▶ **Information given**:
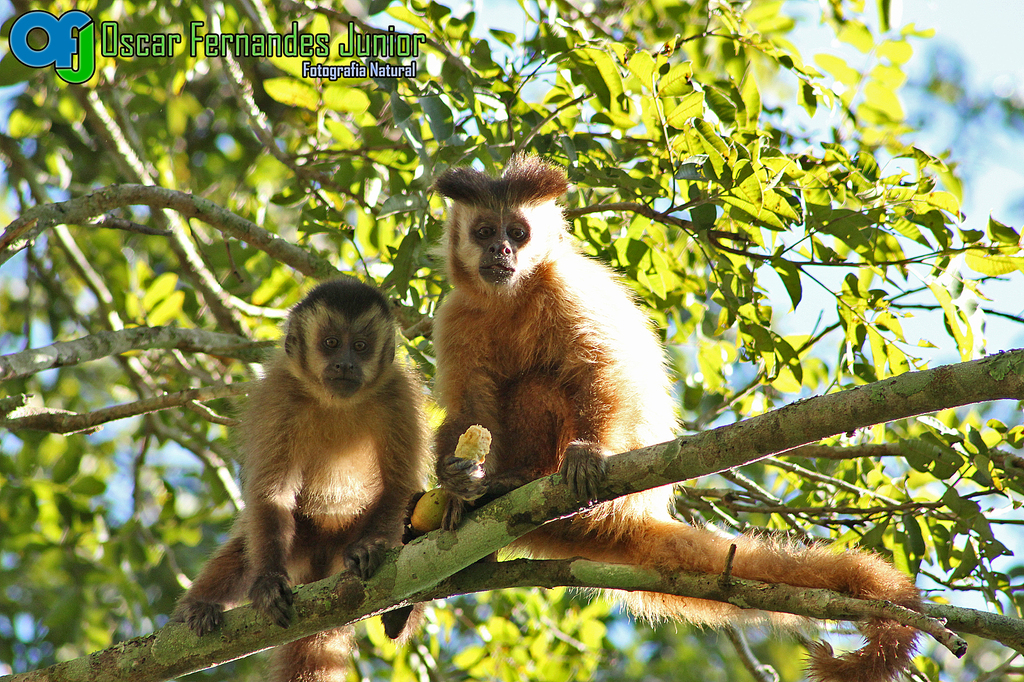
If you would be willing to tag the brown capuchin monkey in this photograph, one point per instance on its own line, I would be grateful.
(334, 445)
(546, 348)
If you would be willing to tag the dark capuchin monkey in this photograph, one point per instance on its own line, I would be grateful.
(546, 348)
(334, 445)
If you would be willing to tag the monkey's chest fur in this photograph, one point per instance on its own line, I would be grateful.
(339, 483)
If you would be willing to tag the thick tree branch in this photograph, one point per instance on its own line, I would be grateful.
(61, 421)
(340, 599)
(427, 566)
(62, 353)
(83, 210)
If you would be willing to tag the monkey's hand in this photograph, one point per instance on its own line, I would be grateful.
(201, 616)
(454, 511)
(271, 595)
(584, 467)
(364, 556)
(462, 477)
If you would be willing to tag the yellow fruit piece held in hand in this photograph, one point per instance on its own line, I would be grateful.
(474, 443)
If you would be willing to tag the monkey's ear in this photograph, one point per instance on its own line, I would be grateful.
(291, 344)
(389, 348)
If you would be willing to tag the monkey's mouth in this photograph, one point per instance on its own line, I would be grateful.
(342, 386)
(497, 273)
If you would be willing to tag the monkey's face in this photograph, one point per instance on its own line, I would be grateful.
(499, 240)
(503, 248)
(343, 355)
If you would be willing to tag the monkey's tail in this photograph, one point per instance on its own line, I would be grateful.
(890, 646)
(320, 657)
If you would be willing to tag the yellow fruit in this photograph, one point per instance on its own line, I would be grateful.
(429, 510)
(474, 443)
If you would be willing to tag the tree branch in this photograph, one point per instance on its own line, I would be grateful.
(61, 421)
(62, 353)
(427, 566)
(83, 210)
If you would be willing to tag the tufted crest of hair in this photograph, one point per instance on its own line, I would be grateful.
(348, 296)
(527, 180)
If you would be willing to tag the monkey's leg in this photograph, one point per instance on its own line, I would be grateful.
(637, 539)
(320, 657)
(220, 585)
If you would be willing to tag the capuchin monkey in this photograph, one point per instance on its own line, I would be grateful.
(334, 445)
(546, 348)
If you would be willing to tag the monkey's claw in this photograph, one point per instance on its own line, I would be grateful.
(584, 468)
(462, 477)
(271, 595)
(364, 557)
(201, 616)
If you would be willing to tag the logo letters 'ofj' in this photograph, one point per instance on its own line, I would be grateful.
(61, 45)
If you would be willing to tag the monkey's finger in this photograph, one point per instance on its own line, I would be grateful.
(203, 616)
(272, 596)
(453, 514)
(364, 560)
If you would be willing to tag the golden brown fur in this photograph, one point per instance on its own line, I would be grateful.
(334, 444)
(545, 347)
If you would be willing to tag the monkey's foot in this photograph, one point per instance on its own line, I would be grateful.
(584, 467)
(462, 477)
(271, 595)
(201, 616)
(364, 556)
(394, 621)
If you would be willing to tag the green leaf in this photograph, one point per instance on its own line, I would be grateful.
(1000, 232)
(677, 81)
(838, 68)
(292, 92)
(856, 34)
(691, 107)
(791, 280)
(992, 264)
(641, 65)
(439, 118)
(88, 485)
(344, 98)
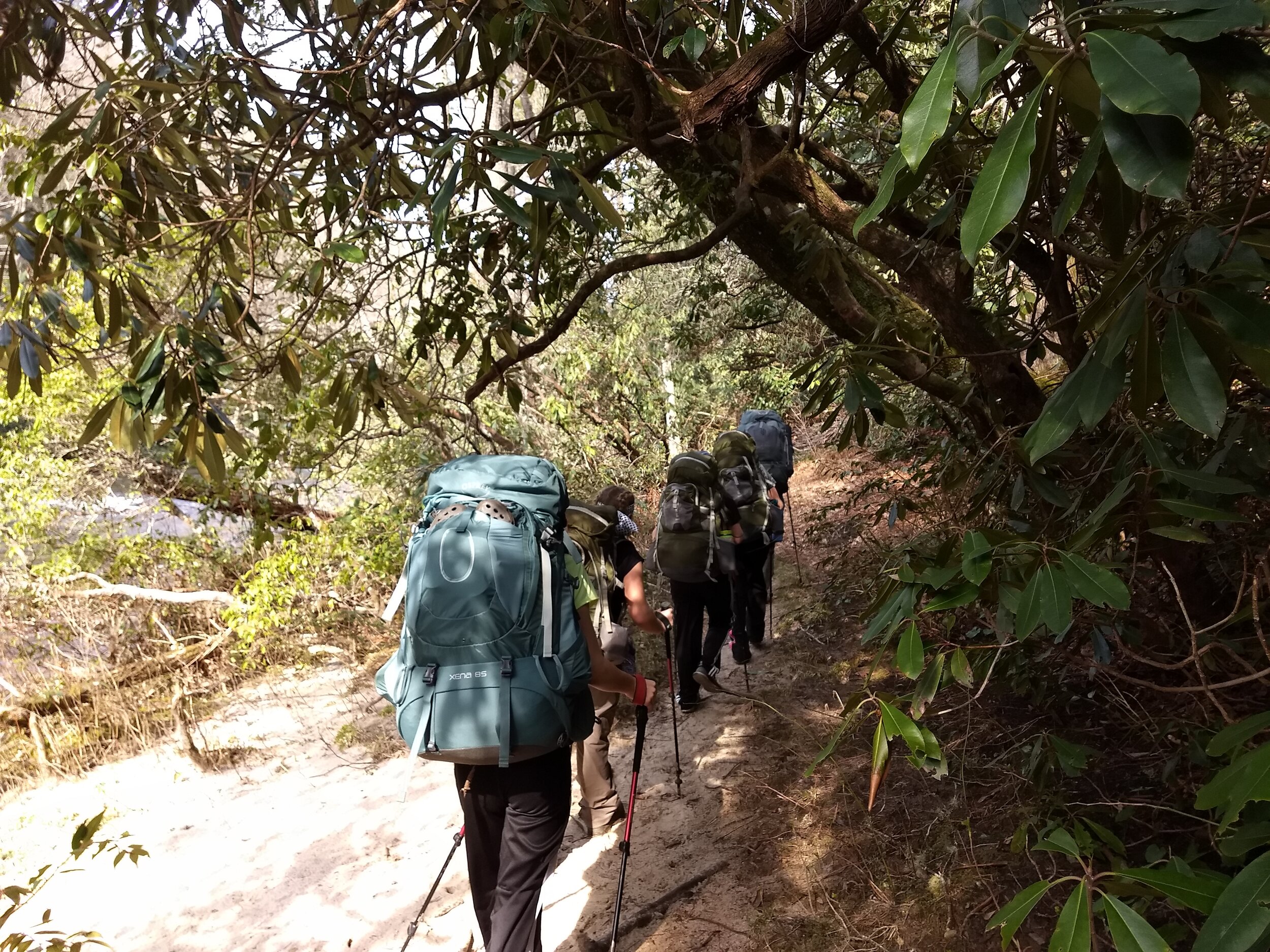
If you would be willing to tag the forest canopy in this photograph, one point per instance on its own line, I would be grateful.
(1033, 232)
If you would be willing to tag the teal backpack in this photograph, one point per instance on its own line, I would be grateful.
(492, 667)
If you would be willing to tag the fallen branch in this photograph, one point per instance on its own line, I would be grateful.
(653, 909)
(181, 598)
(19, 714)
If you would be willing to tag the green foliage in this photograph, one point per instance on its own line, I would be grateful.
(85, 841)
(360, 550)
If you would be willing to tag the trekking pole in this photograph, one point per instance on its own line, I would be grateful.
(641, 723)
(769, 570)
(459, 838)
(675, 715)
(798, 557)
(415, 927)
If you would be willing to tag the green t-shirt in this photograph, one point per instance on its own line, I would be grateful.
(583, 590)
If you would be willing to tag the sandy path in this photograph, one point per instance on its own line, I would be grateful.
(306, 847)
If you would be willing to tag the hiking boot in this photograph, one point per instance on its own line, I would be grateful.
(578, 831)
(705, 677)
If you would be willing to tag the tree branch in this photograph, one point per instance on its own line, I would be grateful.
(630, 263)
(181, 598)
(731, 94)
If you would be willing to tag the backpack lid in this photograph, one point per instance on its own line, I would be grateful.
(752, 417)
(732, 448)
(695, 468)
(529, 481)
(774, 441)
(592, 519)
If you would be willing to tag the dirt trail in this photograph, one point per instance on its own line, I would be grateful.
(309, 847)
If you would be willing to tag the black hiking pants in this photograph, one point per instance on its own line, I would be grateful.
(515, 819)
(691, 600)
(750, 598)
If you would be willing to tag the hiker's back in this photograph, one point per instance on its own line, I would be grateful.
(742, 481)
(774, 445)
(492, 667)
(686, 541)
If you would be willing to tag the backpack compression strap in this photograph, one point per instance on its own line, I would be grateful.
(395, 601)
(548, 607)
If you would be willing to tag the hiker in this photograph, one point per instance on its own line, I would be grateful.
(694, 547)
(604, 531)
(746, 485)
(774, 448)
(492, 673)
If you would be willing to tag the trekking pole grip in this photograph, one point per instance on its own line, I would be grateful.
(641, 725)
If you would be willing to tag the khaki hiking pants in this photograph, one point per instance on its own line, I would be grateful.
(601, 805)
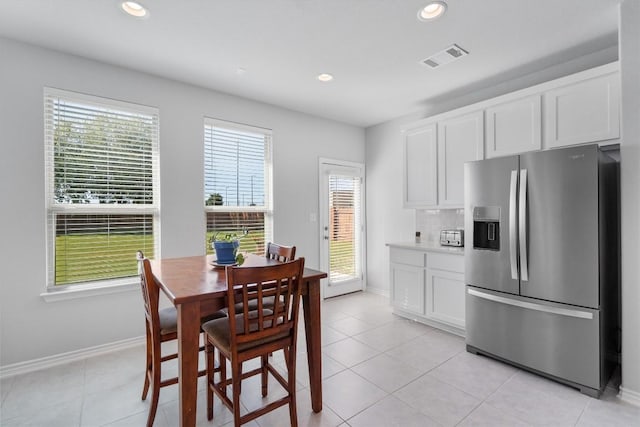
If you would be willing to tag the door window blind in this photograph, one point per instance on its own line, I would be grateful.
(102, 186)
(238, 186)
(344, 227)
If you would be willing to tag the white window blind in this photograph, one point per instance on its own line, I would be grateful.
(102, 186)
(344, 227)
(238, 186)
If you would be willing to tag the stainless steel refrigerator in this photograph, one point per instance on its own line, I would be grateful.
(542, 263)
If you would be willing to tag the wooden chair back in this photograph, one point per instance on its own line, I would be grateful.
(150, 293)
(280, 253)
(251, 285)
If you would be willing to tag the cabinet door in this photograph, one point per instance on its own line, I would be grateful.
(587, 111)
(460, 139)
(407, 288)
(514, 127)
(445, 297)
(420, 168)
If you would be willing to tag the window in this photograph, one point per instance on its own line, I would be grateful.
(237, 183)
(102, 187)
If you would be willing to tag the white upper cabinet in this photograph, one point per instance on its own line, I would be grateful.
(579, 108)
(586, 111)
(460, 139)
(514, 127)
(420, 167)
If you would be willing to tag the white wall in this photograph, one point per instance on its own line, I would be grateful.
(630, 195)
(31, 328)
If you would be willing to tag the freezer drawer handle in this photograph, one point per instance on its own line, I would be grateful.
(532, 306)
(513, 254)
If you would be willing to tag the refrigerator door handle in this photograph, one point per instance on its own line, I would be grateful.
(531, 306)
(513, 254)
(522, 224)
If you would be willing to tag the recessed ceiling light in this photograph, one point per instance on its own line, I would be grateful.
(134, 9)
(325, 77)
(432, 10)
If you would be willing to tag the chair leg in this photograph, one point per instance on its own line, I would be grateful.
(210, 378)
(148, 368)
(264, 375)
(236, 374)
(291, 380)
(155, 382)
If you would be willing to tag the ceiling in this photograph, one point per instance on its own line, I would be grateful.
(372, 47)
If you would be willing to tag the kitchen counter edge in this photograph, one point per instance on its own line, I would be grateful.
(428, 247)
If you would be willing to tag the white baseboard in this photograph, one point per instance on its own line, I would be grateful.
(59, 359)
(629, 396)
(378, 291)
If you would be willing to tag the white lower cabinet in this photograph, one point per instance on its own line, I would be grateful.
(428, 286)
(408, 288)
(445, 295)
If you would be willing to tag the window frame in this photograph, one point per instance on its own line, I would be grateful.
(55, 291)
(267, 208)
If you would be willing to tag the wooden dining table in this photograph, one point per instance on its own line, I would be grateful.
(197, 287)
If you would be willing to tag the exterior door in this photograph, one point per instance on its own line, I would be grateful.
(491, 224)
(562, 223)
(342, 226)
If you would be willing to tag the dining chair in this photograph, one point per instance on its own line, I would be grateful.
(161, 325)
(249, 334)
(279, 253)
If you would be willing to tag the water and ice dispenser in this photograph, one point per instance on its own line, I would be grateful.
(486, 227)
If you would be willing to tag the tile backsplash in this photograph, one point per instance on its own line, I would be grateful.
(429, 222)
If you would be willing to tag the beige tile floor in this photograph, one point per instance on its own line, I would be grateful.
(378, 369)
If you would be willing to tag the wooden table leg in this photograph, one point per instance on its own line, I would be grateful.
(188, 344)
(311, 308)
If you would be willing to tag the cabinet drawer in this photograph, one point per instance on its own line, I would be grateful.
(407, 256)
(446, 262)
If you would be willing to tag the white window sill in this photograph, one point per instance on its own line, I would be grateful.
(90, 290)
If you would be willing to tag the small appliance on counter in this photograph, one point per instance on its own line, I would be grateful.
(452, 238)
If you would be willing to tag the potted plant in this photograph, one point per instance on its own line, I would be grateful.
(226, 246)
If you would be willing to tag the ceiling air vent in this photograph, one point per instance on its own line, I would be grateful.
(445, 56)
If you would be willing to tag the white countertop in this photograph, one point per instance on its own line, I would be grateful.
(428, 246)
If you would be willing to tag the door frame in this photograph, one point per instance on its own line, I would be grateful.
(323, 202)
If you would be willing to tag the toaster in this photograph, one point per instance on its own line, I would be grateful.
(452, 237)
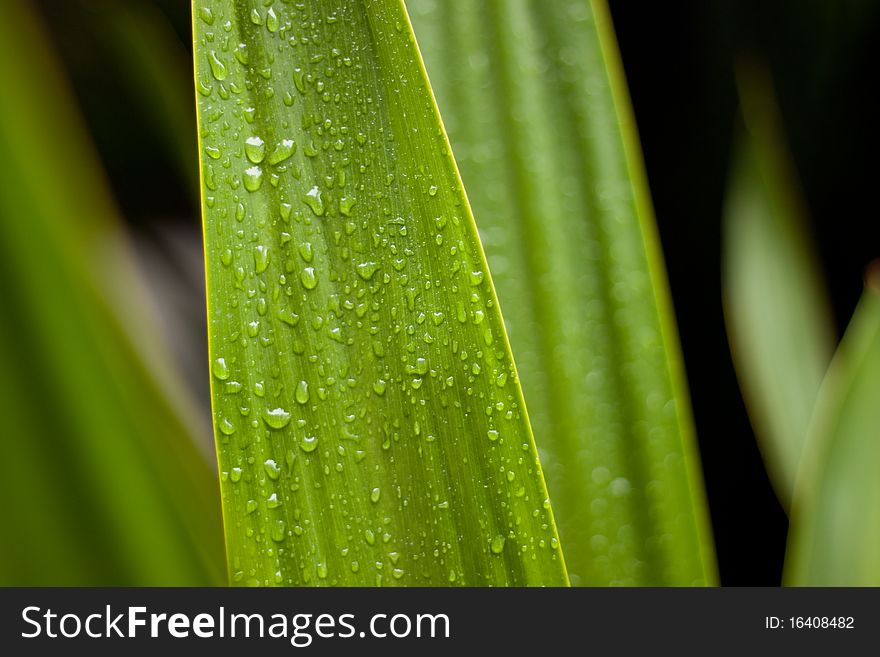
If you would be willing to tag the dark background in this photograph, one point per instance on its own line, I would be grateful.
(678, 58)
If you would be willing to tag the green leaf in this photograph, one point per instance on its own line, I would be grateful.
(102, 482)
(776, 306)
(535, 101)
(834, 539)
(369, 421)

▶ **What is expected**: Starting at the line with "If you would be willing to tag the potted", write out every line exactly through the final line of the records above, both included, and skip the pictures.

▶ **Written solution**:
If you would be willing to tag the potted plant in this photograph, one point per instance on its own line, I would be grateful.
(226, 246)
If you would be willing to tag the ceiling air vent in this photograph, one point per instance on its own line, I would be grateful.
(445, 56)
If you would be willing to tag the white countertop in this photograph, one point per instance on its own line, I would be grateful.
(428, 246)
If you would be willing to tag the door frame in this photograph, one point per instance on its own line, I would be grateful.
(323, 202)
If you would be willing to tag the toaster in this photograph, one point per instance on its own line, I would be grateful.
(452, 237)
If you would be willing to tag the dark background in this photograph, one point per instance on its own line, I would be grateful.
(678, 58)
If you would be willing to tag the green leaf in this photograph, one point per instance on its own line, I would be grateful.
(102, 482)
(776, 306)
(535, 101)
(834, 539)
(369, 421)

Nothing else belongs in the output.